WRITTEN EXERCISE.
Copy the listing below word for word, keeping every line in its original order.

====== MATERIALS PROVIDED

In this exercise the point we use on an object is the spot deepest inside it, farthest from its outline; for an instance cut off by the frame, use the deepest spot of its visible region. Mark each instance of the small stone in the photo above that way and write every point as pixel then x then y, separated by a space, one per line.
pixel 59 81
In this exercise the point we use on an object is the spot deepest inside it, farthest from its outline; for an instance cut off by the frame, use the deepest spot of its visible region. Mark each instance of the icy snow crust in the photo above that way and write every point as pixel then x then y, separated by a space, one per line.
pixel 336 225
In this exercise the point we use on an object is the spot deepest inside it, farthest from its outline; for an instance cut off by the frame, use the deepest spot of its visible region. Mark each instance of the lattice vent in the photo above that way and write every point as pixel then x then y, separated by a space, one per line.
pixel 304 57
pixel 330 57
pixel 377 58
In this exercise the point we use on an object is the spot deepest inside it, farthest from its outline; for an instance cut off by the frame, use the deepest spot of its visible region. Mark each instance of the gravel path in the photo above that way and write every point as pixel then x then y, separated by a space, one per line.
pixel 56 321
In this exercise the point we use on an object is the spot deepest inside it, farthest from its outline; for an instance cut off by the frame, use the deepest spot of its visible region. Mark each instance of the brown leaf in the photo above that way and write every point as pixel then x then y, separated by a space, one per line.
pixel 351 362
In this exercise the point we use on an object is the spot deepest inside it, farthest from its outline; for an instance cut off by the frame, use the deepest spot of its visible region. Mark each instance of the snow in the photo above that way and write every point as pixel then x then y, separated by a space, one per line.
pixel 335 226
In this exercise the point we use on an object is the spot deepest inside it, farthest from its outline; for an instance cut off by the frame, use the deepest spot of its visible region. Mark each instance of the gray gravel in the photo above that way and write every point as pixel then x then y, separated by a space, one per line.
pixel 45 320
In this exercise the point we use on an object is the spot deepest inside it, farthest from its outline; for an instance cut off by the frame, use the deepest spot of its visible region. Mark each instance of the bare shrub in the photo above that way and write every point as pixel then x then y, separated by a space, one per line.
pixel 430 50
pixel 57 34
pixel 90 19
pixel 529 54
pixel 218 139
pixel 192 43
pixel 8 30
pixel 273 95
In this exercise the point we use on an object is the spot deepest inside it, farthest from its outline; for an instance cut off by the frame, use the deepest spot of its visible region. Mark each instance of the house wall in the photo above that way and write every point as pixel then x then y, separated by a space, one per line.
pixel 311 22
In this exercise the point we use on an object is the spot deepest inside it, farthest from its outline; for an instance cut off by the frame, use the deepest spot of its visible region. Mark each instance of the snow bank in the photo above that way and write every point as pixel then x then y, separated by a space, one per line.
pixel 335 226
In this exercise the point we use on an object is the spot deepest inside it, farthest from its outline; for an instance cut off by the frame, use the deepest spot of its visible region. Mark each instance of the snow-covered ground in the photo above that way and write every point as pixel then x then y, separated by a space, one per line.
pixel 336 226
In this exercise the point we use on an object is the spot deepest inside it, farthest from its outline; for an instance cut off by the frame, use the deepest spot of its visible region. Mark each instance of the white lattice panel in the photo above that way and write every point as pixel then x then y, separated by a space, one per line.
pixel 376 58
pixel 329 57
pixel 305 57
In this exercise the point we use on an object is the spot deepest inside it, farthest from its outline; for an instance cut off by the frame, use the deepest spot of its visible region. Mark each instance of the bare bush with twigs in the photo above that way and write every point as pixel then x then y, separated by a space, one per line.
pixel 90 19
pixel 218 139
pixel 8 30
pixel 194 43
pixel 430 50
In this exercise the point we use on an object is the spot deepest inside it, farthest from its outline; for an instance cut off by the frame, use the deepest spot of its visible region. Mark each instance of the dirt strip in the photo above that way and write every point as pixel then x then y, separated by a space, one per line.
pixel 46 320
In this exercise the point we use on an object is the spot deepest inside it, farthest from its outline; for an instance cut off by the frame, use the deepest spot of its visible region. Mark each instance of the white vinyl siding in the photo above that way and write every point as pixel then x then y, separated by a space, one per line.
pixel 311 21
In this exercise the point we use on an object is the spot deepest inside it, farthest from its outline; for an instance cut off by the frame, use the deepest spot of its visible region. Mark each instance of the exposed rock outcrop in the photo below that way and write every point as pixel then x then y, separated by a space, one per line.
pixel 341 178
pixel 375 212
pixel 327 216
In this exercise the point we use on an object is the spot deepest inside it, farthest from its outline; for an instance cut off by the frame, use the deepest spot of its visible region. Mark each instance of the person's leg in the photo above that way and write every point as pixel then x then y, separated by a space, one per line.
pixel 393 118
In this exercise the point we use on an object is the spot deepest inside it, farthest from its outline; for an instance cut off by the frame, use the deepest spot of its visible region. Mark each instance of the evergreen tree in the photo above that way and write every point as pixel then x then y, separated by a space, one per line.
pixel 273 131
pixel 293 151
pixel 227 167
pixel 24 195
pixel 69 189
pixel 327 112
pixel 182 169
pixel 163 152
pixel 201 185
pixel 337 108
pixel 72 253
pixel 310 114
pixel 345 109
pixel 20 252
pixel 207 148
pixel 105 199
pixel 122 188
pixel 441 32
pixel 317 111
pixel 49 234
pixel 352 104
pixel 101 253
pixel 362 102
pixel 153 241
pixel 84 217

============

WRITTEN ANSWER.
In this exercise the point we use on an object is the spot deepest inside it, farthest from its outline; for an instance cut off by the frame, use the deepest spot of its visible region. Mark each instance of the small stone in the photo above that way and write every point as pixel then x then y, separated by a space, one per line.
pixel 59 81
In this exercise the point we use on an object is the spot deepest inside it, farthest from its outline; for an instance cut off by the frame, use the deepest spot of its visible region. Mark each instance of the icy snow crust in the photo above that way and write every point as pixel then x then y, separated by a space, one per line.
pixel 336 225
In this exercise the point we use on an object is the spot deepest inside it, farthest from its outline; for an instance cut off by the frame, use the deepest spot of its visible region. Mark each instance of the lattice vent in the photo above that way and write every point as pixel then x then y, separated by a space, one per line.
pixel 304 57
pixel 330 57
pixel 377 58
In this exercise the point we use on an object is the spot deepest inside it, farthest from its outline; for an instance cut off by the frame, use the deepest spot of its visible region. Mark each instance of the gravel path in the photo above that way and write every point as pixel then x then y, separated by a space, one per line.
pixel 56 321
In this exercise the point we use on an object is the spot deepest inside it, farthest from its outline; for an instance cut off by the frame, use the deepest spot of its visible region. Mark each instance of the brown leaf in the photo above that way and write every point as pixel then x then y, separated by a space, one per line.
pixel 351 362
In this exercise the point we use on an object is the spot deepest inside it, farthest from its outline; for an instance cut off by the frame, use the deepest spot of its visible region. Mark each instance of the snow in the photo above that way and write every point as pixel then x then y, separated by a space, one per line.
pixel 335 226
In this exercise the point we use on an object is the spot deepest inside it, farthest from its outline; for an instance cut off by the frame, use the deepest spot of its visible region. Mark each instance of the gray gravel in the photo above that way and write every point as pixel then x then y, separated by a space, one per line.
pixel 45 320
In this exercise the point we use on an object is the spot deepest inside it, farthest from its outline; for an instance cut off by the frame, use the deepest spot of its visible region. Mark each instance of the bare shrub in the photo above that way and write every point as pixel then x then y, separated by a space, one per line.
pixel 430 50
pixel 57 34
pixel 90 19
pixel 529 54
pixel 218 139
pixel 192 43
pixel 8 30
pixel 273 95
In this exercise the point we use on an object is the spot deepest inside it, farthest from its outline; for an instance cut off by the frame, use the deepest spot of its visible region. Mark each instance of the house wall in the photo above that way and write every point as pixel then x then y, separated by a space, one per line.
pixel 311 22
In this exercise the point we use on an object is the spot deepest inside it, farthest from its outline; for an instance cut off by the frame, use the deepest spot of its visible region. Mark each instance of the snow bank in the photo above that way and write every point as pixel then x then y, separated by a space, one per line.
pixel 335 226
In this exercise the point we use on an object is the spot deepest inside it, farthest from its outline; for an instance cut off by the frame, use the deepest spot of its visible region. Mark each instance of the snow-covered ground in the photo above that way and write every point as pixel then x then y, separated by a space, one per line.
pixel 336 226
In this exercise the point we use on an object is the spot deepest inside it, farthest from its outline; for an instance cut off by the frame, use the deepest spot of its visible region. Mark each instance of the white lattice panel in the photo above that way and write every point as pixel then x then y, separated by a space, one per line.
pixel 376 58
pixel 329 57
pixel 305 57
In this exercise the point we use on an object is the spot deepest inside it, farthest from its outline; for an instance cut off by the frame, use the deepest spot of its visible region. Mark each instance of the bare bush with twigs in the photo above that way and write every point as pixel then x then y, separated by a space, one per line.
pixel 90 19
pixel 218 139
pixel 8 30
pixel 194 43
pixel 430 50
In this exercise the point we use on an object is the spot deepest inside it, farthest from its outline; for an instance cut off by the frame, use the deepest spot of its visible region. Mark each instance of the dirt strip in the photo above that way and write every point as pixel then x then y, separated by a space, one per line.
pixel 46 320
In this exercise the point we use on an object is the spot deepest inside it, farthest from its outline; for an instance cut off by the frame, use the deepest spot of its visible region. Mark each instance of the white vinyl siding in the photo above that way and write every point as pixel then x then y, separated by a space, one per line.
pixel 311 21
In this exercise the point we use on an object is the spot deepest inside it, farthest from its outline; for an instance cut off by the frame, use the deepest spot of its visible region. Mark each instance of the exposed rock outcrop in the photo below that way and write every point as pixel then x then y, separated by a space, one per line.
pixel 341 178
pixel 375 212
pixel 327 216
In this exercise the point we use on an object is the spot deepest inside it, farthest from its outline; for an instance cut off by the frame, use the deepest spot of its visible region. Mark each instance of the person's leg in the photo above that way and write every point as pixel then x then y, separated by a space, one per line.
pixel 393 118
In this exercise the point we use on an object is the spot deepest inside it, farthest from its outline; for an instance cut off by the frame, use the deepest spot of its visible region. Mark each instance of the evergreen tree in the photo above that way and write every point as pixel then x then y, separated by a space, one per line.
pixel 273 131
pixel 293 151
pixel 227 167
pixel 24 195
pixel 69 189
pixel 327 112
pixel 182 169
pixel 163 152
pixel 201 185
pixel 337 108
pixel 72 253
pixel 310 114
pixel 345 109
pixel 20 252
pixel 207 148
pixel 105 199
pixel 122 188
pixel 441 32
pixel 317 111
pixel 49 234
pixel 352 104
pixel 101 253
pixel 362 102
pixel 153 241
pixel 84 217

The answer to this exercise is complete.